▶ _AIM OF THE EXERCISE_
Looking through the data below, work out how many lines have the word "bowl". Reply with that number only.

Start of RECORDS FOR PROCESSING

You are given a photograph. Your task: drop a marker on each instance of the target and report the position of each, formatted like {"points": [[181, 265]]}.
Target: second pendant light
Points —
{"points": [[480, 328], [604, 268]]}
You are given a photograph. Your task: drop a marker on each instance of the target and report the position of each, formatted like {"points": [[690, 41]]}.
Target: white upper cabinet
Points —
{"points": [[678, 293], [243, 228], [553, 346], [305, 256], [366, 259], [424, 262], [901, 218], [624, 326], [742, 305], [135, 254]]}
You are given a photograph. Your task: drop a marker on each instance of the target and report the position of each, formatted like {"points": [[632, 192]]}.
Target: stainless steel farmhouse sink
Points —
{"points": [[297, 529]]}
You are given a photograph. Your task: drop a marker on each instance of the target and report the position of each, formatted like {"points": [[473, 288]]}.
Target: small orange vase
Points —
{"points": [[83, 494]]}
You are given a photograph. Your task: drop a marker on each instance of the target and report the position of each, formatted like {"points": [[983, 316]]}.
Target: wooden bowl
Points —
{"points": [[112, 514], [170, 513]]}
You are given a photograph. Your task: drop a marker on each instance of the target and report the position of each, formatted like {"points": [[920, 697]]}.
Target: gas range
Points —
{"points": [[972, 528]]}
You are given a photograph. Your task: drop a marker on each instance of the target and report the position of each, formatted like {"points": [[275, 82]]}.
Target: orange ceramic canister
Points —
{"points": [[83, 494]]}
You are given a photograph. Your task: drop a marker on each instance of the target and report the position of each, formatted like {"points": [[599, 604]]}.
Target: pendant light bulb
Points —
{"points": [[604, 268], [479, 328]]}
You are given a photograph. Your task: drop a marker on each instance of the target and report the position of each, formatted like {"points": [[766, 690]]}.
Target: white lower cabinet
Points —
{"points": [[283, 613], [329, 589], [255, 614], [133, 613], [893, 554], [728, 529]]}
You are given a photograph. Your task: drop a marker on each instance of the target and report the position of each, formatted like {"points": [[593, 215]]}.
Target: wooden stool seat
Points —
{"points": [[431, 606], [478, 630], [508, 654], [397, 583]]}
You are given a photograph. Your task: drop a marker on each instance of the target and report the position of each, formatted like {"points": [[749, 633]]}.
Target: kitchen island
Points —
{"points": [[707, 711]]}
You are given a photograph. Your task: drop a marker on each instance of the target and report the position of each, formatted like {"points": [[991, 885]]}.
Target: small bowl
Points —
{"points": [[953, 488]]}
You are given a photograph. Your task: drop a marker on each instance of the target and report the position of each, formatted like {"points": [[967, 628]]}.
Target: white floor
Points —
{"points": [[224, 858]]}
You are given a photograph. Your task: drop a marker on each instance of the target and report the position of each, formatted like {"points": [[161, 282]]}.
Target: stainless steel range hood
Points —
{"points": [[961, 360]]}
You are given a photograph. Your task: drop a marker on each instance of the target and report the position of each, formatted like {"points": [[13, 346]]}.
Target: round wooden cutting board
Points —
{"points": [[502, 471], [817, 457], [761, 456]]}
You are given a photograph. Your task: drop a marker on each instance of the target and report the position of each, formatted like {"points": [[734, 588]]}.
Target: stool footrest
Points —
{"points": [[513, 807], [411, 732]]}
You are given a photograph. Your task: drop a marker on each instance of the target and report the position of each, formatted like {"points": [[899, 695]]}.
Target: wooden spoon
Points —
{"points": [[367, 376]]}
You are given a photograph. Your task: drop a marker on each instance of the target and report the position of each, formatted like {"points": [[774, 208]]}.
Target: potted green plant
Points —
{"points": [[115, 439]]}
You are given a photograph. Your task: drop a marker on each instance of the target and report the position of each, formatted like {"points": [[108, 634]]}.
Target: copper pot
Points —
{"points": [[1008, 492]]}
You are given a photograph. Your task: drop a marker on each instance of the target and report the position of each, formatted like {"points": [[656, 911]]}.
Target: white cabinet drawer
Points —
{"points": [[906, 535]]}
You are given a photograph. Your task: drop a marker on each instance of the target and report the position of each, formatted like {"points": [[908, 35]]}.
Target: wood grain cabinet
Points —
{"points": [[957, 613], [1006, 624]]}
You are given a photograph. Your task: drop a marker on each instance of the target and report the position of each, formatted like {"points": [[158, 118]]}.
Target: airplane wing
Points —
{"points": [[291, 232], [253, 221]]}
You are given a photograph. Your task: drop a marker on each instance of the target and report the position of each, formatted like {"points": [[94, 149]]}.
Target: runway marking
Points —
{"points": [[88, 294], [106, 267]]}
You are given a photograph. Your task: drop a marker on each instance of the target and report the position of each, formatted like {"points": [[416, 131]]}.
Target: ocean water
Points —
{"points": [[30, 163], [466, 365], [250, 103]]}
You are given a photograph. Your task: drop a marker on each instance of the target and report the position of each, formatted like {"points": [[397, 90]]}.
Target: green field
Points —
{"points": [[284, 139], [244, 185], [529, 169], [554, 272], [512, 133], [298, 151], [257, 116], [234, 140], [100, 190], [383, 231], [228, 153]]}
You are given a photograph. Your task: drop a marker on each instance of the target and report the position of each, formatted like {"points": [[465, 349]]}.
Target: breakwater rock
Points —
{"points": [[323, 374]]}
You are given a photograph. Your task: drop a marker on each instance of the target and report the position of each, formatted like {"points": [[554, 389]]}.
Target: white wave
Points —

End of RECORDS FOR PROCESSING

▶ _WRITTEN ANSWER_
2